**EXERCISE PROMPT**
According to the text on steam injection, what is the preferred rate for injecting the steam?

**GIVEN TEXT**
* * * * * * * * *

In the first step, a predetermined amount of steam, ranging from 0.3 to 0.5 pore volume, preferably 0.37 pore volume, is injected into the lower 50% or less of the formation 10 via injection well 12. The steam is injected at a predetermined rate ranging from 4.0 to 7.0 barrels per day per acre-foot, preferably about 5.0 bbl/day/ac-ft. Fluids including oil are recovered from the upper 50% or less of the formation 10 via production well 14 at the maximum flow rate, with or without stimulation. Because of the transmissibility of the formation, intially the total fluid production rate will be much less than the injection rate of steam and the formation pressure will build up. During the injection of the steam, the low completion interval in the injection well 12 and the high injection rate allows the generation of a steam/hot water finger low in the formation to increase vertical sweep efficiency, that is, the portion of the vertical thickness of the formation through which the injected displacement fluid passes.
After a predetermined amount of steam has been injected, injection well 12 is shut-in for a predetermined period of time while continuing to recover fluids including oil from the production well 14. This soak period allows time for the heat to dissipate into the formation and reduce viscosity of the oil. The high completion zone in the production well 14 allows a vertical growth of the steam zone originating from the low viscous finger as pressure in the formation 10 decreases and the steam rises by gravity in the formation. As the heated zone grows, the rate of production increases and the formation pressure is drawn down.

* * * * * * * * *

Segmentation labeling entries

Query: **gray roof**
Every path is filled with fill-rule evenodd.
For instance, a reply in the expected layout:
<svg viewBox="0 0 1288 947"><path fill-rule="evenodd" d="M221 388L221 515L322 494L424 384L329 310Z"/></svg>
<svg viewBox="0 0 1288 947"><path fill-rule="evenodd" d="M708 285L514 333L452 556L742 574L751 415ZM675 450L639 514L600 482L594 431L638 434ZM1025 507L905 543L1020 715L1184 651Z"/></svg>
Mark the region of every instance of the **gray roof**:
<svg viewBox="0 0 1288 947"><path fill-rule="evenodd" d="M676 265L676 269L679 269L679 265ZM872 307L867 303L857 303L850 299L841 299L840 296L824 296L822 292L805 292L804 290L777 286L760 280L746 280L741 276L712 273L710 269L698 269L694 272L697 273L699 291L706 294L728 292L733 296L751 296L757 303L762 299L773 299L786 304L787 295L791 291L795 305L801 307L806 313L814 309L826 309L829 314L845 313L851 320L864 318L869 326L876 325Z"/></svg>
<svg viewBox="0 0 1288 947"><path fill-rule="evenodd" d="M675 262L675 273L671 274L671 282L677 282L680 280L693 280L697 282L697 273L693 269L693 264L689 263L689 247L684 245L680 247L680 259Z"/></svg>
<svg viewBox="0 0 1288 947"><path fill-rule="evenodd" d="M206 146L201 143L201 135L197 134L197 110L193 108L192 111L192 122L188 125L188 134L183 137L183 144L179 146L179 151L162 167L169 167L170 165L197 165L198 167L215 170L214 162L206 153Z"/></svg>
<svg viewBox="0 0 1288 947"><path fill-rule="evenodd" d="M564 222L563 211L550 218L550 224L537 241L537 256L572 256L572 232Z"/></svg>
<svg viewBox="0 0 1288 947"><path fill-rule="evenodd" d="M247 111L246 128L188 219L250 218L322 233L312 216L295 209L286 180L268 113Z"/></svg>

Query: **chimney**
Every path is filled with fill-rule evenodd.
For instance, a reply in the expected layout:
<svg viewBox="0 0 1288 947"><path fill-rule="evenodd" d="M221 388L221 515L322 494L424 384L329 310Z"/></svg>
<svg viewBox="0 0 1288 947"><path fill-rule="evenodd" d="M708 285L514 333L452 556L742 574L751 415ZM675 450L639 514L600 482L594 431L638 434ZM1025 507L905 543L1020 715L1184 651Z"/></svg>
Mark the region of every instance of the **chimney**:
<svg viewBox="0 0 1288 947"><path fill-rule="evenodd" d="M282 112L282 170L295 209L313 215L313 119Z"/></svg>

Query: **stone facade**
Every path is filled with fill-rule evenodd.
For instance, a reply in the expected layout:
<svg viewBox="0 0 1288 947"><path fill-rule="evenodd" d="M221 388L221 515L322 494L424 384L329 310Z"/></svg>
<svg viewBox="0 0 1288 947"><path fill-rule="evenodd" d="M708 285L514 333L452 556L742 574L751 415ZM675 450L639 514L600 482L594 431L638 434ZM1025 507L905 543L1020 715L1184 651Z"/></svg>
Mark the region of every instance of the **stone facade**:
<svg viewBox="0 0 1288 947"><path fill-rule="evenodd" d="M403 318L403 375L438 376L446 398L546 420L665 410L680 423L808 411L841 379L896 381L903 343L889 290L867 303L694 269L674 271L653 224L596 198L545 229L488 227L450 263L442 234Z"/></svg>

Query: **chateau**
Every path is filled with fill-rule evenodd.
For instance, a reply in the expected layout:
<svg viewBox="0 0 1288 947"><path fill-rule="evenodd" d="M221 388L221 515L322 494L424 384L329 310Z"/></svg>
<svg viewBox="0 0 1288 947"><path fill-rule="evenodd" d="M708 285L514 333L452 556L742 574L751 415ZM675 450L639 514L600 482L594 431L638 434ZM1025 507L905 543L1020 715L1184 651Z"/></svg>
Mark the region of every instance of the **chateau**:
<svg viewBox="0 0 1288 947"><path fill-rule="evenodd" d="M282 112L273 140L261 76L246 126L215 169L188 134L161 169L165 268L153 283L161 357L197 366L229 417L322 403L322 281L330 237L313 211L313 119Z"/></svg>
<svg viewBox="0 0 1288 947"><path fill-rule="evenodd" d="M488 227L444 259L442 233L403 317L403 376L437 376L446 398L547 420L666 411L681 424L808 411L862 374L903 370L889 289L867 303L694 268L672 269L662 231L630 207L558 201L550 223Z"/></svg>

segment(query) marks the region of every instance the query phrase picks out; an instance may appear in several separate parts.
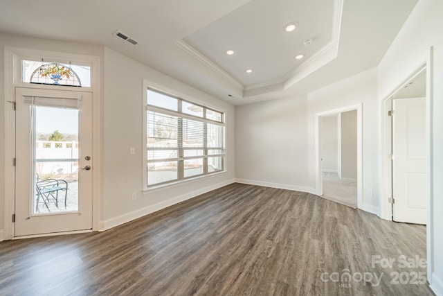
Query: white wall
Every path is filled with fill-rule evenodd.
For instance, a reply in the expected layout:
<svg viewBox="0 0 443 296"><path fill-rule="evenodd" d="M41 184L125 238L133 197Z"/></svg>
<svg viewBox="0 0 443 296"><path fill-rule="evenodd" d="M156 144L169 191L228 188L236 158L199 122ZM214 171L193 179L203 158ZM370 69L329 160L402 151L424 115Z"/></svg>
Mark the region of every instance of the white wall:
<svg viewBox="0 0 443 296"><path fill-rule="evenodd" d="M443 1L420 0L392 42L378 67L379 100L385 99L399 85L426 61L431 46L435 46L435 61L431 71L433 87L428 89L433 116L432 170L428 231L428 279L437 295L443 295ZM431 77L432 78L432 77ZM381 103L379 103L381 105ZM381 114L380 114L380 118ZM381 182L383 182L381 179ZM387 207L388 196L382 197L381 207Z"/></svg>
<svg viewBox="0 0 443 296"><path fill-rule="evenodd" d="M338 162L338 133L337 116L322 116L320 149L322 171L337 173Z"/></svg>
<svg viewBox="0 0 443 296"><path fill-rule="evenodd" d="M143 79L163 90L226 112L227 173L142 193ZM234 107L111 49L105 49L104 221L108 229L234 179ZM136 155L129 155L129 147ZM131 201L136 193L137 200Z"/></svg>
<svg viewBox="0 0 443 296"><path fill-rule="evenodd" d="M315 192L315 115L363 103L364 209L378 214L377 69L307 94L235 108L238 182ZM295 147L295 153L291 148Z"/></svg>
<svg viewBox="0 0 443 296"><path fill-rule="evenodd" d="M98 56L100 60L103 58L103 47L96 45L85 44L75 42L63 42L54 40L33 38L16 35L0 33L0 241L3 238L4 229L4 202L5 202L5 101L14 101L15 98L4 98L4 46L15 46L25 49L59 51L88 55ZM12 75L12 73L11 73ZM12 164L12 163L11 163Z"/></svg>
<svg viewBox="0 0 443 296"><path fill-rule="evenodd" d="M379 152L377 137L377 69L373 69L308 94L309 182L315 186L315 114L362 103L362 209L379 213ZM342 168L343 171L343 168ZM373 194L368 194L368 189Z"/></svg>
<svg viewBox="0 0 443 296"><path fill-rule="evenodd" d="M357 111L341 113L341 177L357 179Z"/></svg>
<svg viewBox="0 0 443 296"><path fill-rule="evenodd" d="M235 107L237 182L314 192L308 186L306 98Z"/></svg>

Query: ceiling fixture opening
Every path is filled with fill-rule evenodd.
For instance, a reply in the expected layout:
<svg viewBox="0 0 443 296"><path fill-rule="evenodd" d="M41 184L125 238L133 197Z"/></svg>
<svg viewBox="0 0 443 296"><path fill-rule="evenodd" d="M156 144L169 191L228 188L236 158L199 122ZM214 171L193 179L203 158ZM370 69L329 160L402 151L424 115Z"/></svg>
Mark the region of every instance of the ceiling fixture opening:
<svg viewBox="0 0 443 296"><path fill-rule="evenodd" d="M314 40L312 40L311 38L305 39L305 40L303 40L303 46L309 46L309 45L311 45L311 44L312 43L313 41L314 41Z"/></svg>
<svg viewBox="0 0 443 296"><path fill-rule="evenodd" d="M118 37L127 42L129 42L132 45L137 45L138 44L138 42L135 39L132 38L126 33L120 32L118 30L117 30L116 33L114 33L114 35Z"/></svg>
<svg viewBox="0 0 443 296"><path fill-rule="evenodd" d="M289 23L284 26L284 31L289 33L292 32L297 28L297 25L296 23Z"/></svg>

* * * * * * * * *

**RESULT**
About 5.0 barrels per day per acre-foot.